WHAT YOU NEED TO DO – Can you resume the forum thread on retro game emulation and controllers, picking up right after its last line?

EXERCISE PASSAGE below:

The shoulder buttons are lower on the back, so you have to hit them with your middle fingers. Once you get used to it, it's not that bad. The grip that holds the phone on it is adjustable with different levels, so you don't have to worry about wobbles on most phones. However, if you're interested, they just finished a kickstarter for the iControlpad 2, a sequel with a better grip, proper shoulder buttons where they should be, and a keyboard built in. Plus, it's completely open source. If you're interested, I seriously recommend waiting for that instead of getting the original. It's set to be about the same price, too.

http://www.kickstarter.com/projects/1703567677/icontrolpad-2-the-open-source-controller



suppow said:


> i dont see much of a compatibility issue when it comes to NES, SNES, GB/C/A, Master System, Genesis, GameGear. it seems pretty stable to me.
> 
> i see what you mean with making that decision, to me, the way i choose to do it, is to try games out on flashcarts or so as roms, and if i see i like it, i buy it for my collection.
> it feels like back in the day when we would rent games, and buy them if we liked them, we cant rent those games anymore (i think), so i have to try the rom first.
> ...


It's not so much straight compatibility issues (except for N64 and PS1 games), as much as it is performance. Even when playing NES and SNES games on the soft-modded Wii or laptop, there are occasional EXTREME slowdowns where there shouldn't be, for example. Especially when a certain amount of characters appear on the screen.

And I agree. I don't mind paying for games. But the way I see it, so many legacy games are ridiculously rare and expensive, and cost way more than even when they first came out (Mega Man X3 on the SNES, for example). Plus, no money is going towards the original developers if I buy them used anyway. I would love love LOVE to be able to get the original game carts, but the price is such a barrier. And for me, even though I'd love to have a collection, having that same experience is more important than having the physical collection, you know what I mean? As long as hardware performance and control, etc are the same, i don't care if it's on an official cart or a flash cart. But I definitely don't pirate "current" games (I used to pirate DS games on the supercard until a few months ago, but my conscience got the better of me).


----------



## Intimidator88 (Oct 16, 2012)

suppow said:


> Intimidator88 said:
> 
> 
> > Anything Wii and under on my PC but the handhelds which i will play on the DS just cause they looked crappy in full screen on the pc xD and i got the usb adapter that allows me to use the real controllers for each system too which is alot better then a pc controller IMO Also riged up my pc to be able to use the wii remote as well which is the bomb for wii games!
> ...




Usb bluetooth dongle adapter and wireless wii sensor bar,with those 2 i can connect the wii remote and nunchuck to the pc through the dongle adapter and use it with dolphin and it will think its a wii system.Only way to get some wii games to even work on your pc.


----------



## the_randomizer (Oct 16, 2012)

suppow said:


> the_randomizer said:
> 
> 
> > Unfiltered pixels look like a pile s**t on my LCD TV due to lack of 240p and yes, I use 16:9 but it doesn't look horrible when stretched out.  4:3 aspect ratio looks too, well, square and I can't stand the black boarders on the side, but that's me.
> ...

End of EXERCISE PASSAGE.
RECORDS below:

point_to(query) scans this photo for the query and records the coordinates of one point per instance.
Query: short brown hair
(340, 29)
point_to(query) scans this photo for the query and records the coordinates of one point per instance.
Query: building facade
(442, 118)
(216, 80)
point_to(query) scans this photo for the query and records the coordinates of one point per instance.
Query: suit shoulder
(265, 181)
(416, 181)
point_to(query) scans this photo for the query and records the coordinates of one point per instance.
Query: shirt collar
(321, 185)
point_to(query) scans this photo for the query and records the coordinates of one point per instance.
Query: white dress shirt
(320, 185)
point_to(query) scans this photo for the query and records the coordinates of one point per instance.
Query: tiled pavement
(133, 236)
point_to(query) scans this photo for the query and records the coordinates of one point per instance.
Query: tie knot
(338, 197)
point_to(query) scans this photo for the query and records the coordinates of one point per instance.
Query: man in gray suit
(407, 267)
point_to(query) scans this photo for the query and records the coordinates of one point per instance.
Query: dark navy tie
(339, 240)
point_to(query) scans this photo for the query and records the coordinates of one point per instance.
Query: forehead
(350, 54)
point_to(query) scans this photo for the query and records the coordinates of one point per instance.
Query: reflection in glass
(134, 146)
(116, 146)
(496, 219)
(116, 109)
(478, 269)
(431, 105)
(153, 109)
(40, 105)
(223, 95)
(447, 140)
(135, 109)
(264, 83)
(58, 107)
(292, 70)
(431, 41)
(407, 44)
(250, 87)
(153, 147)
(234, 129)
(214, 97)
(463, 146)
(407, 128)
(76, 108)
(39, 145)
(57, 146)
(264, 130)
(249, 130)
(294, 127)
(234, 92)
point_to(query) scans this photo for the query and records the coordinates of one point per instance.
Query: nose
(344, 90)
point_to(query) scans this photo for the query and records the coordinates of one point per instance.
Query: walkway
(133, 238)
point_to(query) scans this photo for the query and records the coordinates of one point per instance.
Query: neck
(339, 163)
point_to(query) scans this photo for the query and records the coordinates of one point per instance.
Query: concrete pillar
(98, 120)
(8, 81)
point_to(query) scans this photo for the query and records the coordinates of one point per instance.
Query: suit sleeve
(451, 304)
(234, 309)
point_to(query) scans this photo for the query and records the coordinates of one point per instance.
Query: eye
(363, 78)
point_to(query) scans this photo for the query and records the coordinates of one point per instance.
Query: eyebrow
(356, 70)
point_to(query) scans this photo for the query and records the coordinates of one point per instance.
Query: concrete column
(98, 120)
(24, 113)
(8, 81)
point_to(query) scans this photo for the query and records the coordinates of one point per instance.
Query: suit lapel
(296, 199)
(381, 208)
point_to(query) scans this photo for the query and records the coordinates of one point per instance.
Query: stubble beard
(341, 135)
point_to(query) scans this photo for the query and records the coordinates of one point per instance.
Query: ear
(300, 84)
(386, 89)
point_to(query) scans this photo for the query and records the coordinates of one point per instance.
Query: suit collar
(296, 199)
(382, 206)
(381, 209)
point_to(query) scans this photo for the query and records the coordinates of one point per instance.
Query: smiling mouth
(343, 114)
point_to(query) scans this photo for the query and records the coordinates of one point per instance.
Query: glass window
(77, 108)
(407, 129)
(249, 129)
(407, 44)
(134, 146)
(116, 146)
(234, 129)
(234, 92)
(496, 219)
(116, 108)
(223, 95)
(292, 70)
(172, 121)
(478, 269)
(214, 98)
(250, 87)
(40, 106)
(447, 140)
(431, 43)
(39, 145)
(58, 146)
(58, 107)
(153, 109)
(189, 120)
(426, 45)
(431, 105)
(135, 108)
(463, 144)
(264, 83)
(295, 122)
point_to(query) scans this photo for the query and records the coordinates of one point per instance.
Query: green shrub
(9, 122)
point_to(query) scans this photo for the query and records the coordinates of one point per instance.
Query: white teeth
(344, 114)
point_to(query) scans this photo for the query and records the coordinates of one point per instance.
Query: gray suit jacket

End of RECORDS.

ANSWER BOX –
I do, but unfiltered looks like crap. My TV doesn't support native 240p, what the hell are you bitching about?  I'll use my emulators however the hell I want to use them.  Stop f***ing around and let me be.   If you don't like it, screw off and shut the f**k up.


----------



## xwatchmanx (Oct 16, 2012)

suppow said:


> lol, so you're picky about sound, but dont give a f**k about visuals?


He cares about the visuals, it's just that the method you suggest legitimately looks worse on the TV he uses.


----------



## the_randomizer (Oct 16, 2012)

xwatchmanx said:


> He cares about the visuals, it's just that the method you suggest legitimately looks worse on the TV he uses.



At least you can empathize my predicament. I have no choice, either I use filtering or I don't play the emulator.


----------



## xwatchmanx (Oct 16, 2012)

the_randomizer said:


> At least you can empathize my predicament.


I use filtered pixels myself, because they honestly look WAY better on my HD than unfiltered does. That said, I put it in 4:3 correction mode, too.

Using a 480p component cable seriously helps, too.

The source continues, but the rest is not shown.